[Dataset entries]
════════════════════

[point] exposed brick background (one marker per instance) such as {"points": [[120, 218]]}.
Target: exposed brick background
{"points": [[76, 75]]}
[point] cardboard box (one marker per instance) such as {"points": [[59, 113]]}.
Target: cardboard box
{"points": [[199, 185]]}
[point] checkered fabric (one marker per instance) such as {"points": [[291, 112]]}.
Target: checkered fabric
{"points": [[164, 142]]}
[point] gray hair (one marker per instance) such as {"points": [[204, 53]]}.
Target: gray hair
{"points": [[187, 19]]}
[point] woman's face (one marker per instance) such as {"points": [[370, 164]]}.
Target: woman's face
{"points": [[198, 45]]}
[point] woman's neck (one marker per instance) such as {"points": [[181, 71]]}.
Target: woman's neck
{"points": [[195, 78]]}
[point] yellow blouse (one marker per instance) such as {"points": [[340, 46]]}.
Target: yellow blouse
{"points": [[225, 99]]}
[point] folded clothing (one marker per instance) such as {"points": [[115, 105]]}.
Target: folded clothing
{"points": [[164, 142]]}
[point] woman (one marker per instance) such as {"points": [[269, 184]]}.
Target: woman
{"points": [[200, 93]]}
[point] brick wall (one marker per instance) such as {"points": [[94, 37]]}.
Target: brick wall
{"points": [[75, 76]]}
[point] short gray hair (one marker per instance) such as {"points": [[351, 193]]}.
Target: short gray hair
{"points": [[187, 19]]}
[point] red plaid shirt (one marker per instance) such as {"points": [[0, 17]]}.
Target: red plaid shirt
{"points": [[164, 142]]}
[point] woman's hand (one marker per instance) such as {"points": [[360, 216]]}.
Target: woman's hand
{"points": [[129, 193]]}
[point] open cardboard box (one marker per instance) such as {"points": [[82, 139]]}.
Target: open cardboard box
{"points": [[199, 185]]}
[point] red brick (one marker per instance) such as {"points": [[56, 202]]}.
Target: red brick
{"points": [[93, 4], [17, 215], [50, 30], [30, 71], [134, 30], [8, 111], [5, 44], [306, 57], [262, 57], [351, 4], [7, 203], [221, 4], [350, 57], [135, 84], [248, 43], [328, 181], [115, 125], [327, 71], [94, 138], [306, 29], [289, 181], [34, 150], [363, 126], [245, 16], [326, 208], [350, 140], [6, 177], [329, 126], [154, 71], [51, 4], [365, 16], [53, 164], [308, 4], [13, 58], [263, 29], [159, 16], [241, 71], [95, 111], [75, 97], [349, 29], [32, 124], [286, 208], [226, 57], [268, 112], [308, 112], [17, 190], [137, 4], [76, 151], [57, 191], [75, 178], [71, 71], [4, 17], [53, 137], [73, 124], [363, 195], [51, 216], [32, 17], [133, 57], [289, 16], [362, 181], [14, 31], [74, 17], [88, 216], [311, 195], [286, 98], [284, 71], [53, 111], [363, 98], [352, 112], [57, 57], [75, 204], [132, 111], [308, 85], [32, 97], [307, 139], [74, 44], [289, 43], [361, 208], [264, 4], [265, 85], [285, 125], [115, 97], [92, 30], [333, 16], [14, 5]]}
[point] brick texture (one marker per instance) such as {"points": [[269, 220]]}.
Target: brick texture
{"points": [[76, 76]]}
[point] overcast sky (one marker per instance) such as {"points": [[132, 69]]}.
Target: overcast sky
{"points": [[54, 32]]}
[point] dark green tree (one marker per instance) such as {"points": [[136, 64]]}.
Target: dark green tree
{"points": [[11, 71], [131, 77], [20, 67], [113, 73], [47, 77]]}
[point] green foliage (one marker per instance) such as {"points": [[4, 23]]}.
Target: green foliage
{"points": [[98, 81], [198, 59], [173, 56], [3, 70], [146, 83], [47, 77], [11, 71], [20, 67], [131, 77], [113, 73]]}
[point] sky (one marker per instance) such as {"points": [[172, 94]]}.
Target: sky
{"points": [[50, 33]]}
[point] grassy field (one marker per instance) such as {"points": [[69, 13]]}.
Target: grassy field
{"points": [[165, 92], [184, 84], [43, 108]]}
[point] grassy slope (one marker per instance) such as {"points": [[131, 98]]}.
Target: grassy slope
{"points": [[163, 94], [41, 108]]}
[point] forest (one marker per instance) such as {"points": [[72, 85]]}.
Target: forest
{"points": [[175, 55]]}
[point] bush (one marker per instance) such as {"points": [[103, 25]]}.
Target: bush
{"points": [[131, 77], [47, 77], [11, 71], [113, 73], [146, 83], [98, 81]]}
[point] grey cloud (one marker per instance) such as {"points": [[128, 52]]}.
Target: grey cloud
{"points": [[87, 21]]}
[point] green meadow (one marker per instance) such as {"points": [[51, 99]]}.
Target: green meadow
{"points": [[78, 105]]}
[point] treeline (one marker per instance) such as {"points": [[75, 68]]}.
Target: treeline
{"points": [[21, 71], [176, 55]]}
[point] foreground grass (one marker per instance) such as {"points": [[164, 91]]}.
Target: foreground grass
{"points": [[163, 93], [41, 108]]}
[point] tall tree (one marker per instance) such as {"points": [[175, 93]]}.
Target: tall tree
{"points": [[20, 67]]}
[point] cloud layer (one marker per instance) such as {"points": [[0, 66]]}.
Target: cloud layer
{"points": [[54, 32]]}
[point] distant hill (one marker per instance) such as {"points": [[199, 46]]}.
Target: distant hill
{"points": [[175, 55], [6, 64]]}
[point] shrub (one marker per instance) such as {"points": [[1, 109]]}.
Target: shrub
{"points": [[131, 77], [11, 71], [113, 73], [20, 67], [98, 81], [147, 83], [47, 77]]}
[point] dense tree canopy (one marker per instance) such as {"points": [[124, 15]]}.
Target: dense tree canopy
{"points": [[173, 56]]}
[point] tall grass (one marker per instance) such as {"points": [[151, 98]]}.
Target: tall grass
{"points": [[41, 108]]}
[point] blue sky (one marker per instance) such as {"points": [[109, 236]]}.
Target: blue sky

════════════════════

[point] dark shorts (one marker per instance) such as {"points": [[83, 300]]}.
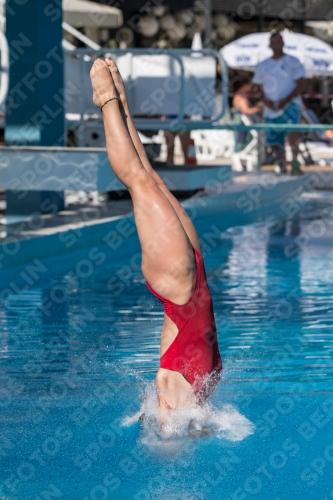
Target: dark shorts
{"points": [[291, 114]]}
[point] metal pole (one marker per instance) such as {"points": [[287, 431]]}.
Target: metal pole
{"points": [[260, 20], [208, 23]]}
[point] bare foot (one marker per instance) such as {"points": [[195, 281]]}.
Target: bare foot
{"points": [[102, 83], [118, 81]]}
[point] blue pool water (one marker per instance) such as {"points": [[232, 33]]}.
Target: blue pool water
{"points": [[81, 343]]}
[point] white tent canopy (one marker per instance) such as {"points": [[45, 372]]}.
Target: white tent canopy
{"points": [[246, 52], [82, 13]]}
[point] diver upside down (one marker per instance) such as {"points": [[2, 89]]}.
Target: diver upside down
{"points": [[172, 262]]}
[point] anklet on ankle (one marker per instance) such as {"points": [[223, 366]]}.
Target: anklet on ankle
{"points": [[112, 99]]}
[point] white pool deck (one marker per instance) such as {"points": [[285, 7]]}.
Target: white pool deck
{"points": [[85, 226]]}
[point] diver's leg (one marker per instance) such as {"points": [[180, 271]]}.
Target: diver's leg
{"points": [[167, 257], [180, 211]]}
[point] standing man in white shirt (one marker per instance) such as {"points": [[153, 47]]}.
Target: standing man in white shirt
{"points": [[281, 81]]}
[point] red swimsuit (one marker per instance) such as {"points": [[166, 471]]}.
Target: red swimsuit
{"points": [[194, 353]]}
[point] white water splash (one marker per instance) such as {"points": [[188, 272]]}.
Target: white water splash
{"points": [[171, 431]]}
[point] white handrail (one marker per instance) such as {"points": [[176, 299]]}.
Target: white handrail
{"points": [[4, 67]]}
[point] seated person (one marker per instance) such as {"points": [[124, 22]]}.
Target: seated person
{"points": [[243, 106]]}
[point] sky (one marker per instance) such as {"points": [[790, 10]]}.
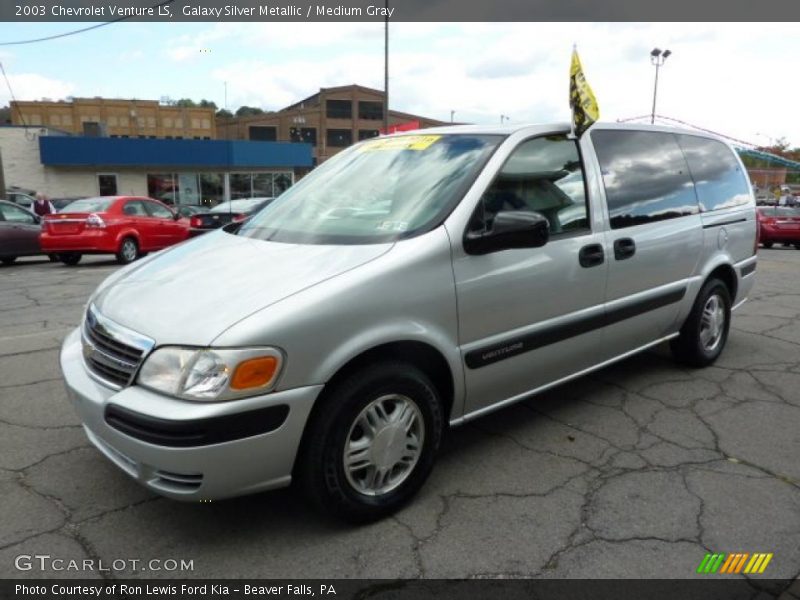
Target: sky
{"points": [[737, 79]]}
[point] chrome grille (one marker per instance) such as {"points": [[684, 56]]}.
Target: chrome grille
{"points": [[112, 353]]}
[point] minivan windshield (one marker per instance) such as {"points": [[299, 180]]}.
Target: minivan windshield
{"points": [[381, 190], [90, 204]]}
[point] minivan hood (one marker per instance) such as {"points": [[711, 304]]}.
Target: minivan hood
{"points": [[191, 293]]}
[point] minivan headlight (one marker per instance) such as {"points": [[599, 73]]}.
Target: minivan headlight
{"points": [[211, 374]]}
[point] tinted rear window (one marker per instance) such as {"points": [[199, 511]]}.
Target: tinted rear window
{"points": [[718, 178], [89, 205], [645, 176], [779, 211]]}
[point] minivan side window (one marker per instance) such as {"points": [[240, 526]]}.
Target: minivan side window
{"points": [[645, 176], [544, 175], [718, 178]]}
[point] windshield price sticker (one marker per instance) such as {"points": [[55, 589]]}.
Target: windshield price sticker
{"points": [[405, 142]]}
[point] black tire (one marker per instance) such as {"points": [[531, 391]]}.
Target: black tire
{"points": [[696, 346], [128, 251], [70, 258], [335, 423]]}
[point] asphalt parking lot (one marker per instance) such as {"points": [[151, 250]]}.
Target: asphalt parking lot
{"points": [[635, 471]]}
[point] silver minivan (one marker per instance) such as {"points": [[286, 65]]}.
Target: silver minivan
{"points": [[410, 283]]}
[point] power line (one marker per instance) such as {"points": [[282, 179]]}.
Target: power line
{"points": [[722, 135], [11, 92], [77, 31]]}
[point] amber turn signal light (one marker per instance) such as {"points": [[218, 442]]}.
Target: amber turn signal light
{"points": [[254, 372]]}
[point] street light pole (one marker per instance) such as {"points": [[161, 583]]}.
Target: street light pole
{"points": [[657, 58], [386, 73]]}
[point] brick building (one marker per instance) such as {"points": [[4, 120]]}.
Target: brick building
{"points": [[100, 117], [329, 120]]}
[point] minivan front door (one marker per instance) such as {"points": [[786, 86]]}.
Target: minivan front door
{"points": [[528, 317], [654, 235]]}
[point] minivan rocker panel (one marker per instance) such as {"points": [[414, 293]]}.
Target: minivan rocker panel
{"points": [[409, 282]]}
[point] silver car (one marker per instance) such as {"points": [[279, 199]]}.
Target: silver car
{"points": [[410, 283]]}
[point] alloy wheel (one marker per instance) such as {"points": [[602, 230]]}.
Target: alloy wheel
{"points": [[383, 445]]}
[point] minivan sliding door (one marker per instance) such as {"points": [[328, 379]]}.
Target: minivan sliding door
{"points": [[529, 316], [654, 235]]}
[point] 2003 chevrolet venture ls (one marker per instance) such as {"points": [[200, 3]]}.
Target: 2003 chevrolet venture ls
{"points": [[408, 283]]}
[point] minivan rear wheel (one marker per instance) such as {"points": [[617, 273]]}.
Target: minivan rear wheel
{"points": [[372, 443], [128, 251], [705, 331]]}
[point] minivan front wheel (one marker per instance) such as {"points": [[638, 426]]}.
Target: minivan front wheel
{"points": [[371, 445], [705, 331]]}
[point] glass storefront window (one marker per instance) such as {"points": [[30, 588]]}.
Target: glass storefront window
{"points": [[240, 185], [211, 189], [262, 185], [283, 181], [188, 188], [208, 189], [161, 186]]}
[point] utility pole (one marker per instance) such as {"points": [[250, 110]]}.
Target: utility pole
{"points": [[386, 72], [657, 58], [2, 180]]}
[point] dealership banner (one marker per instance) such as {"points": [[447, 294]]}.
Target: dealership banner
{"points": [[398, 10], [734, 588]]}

════════════════════

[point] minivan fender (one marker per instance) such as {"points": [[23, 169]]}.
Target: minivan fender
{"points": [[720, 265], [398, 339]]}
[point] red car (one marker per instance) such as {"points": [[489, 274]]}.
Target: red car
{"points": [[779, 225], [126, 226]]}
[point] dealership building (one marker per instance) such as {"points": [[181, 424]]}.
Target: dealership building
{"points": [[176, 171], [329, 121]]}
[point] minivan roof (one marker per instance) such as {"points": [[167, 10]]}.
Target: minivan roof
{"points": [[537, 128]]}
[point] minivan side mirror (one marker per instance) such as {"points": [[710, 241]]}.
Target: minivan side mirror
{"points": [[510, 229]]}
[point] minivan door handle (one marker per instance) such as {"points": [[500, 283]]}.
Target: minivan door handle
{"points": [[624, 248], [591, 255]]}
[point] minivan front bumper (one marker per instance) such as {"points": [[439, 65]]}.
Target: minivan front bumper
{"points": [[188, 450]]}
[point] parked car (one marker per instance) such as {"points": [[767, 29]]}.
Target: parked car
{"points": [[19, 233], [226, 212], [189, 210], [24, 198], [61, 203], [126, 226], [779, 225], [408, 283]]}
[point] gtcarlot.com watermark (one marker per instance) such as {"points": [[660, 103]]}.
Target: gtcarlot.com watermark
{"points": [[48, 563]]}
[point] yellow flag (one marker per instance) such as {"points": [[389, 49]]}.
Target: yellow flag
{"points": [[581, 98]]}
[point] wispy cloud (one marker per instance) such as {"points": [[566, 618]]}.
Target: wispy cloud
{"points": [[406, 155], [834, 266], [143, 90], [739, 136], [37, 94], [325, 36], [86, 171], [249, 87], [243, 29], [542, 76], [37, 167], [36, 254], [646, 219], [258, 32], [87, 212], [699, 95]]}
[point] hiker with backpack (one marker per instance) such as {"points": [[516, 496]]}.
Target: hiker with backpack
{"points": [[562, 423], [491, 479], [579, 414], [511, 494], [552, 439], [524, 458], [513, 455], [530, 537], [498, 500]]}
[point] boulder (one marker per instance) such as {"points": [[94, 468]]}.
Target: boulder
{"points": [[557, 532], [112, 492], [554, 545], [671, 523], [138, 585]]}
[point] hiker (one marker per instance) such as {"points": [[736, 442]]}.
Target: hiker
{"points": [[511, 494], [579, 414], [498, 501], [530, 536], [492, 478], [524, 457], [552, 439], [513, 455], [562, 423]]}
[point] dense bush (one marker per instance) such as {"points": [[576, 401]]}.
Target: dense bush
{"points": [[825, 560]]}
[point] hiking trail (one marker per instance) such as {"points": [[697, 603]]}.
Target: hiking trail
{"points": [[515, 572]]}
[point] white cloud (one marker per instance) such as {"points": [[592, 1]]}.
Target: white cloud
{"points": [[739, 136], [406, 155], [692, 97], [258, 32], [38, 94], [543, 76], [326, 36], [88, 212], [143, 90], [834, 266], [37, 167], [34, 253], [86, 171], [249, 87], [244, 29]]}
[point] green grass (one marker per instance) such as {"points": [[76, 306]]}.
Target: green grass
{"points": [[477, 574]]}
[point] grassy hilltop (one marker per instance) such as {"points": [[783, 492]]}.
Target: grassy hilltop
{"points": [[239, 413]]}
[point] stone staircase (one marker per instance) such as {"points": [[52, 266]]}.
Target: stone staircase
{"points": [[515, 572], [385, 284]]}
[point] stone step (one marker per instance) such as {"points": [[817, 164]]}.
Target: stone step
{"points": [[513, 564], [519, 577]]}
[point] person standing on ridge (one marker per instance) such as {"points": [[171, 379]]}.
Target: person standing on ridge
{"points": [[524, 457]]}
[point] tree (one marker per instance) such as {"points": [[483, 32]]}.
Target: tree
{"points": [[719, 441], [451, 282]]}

════════════════════

Output the lines of the records above exactly as they appear, from the line containing "Target: metal pole" through the line containing "[point] white handrail".

EXERCISE SOLUTION
Target: metal pole
{"points": [[260, 20], [208, 23]]}
[point] bare foot (one marker per instance) such as {"points": [[195, 281]]}.
Target: bare foot
{"points": [[102, 83], [118, 81]]}
[point] blue pool water (one marker per instance) such as {"points": [[232, 33]]}.
Target: blue pool water
{"points": [[81, 343]]}
[point] white tent canopy (one marker per instance) such as {"points": [[45, 372]]}.
Target: white tent canopy
{"points": [[246, 52], [82, 13]]}
[point] diver upside down (one marker per instance) such as {"points": [[2, 89]]}.
Target: diver upside down
{"points": [[172, 262]]}
[point] anklet on ankle (one marker per instance) such as {"points": [[223, 366]]}.
Target: anklet on ankle
{"points": [[112, 99]]}
[point] white pool deck (one marker per instance) such as {"points": [[285, 7]]}.
Target: white pool deck
{"points": [[85, 226]]}
[point] diver's leg (one marker per instance) such as {"points": [[180, 271]]}.
Target: diver's leg
{"points": [[167, 257], [180, 211]]}
[point] standing man in white shirt (one marker per instance) such as {"points": [[153, 47]]}.
Target: standing man in white shirt
{"points": [[281, 81]]}
[point] red swimsuit (one marker per instance) such as {"points": [[166, 471]]}.
Target: red swimsuit
{"points": [[194, 353]]}
[point] white water splash (one marker per instance) such as {"points": [[188, 272]]}.
Target: white water splash
{"points": [[171, 431]]}
[point] white handrail (one marker per instance) such as {"points": [[176, 299]]}.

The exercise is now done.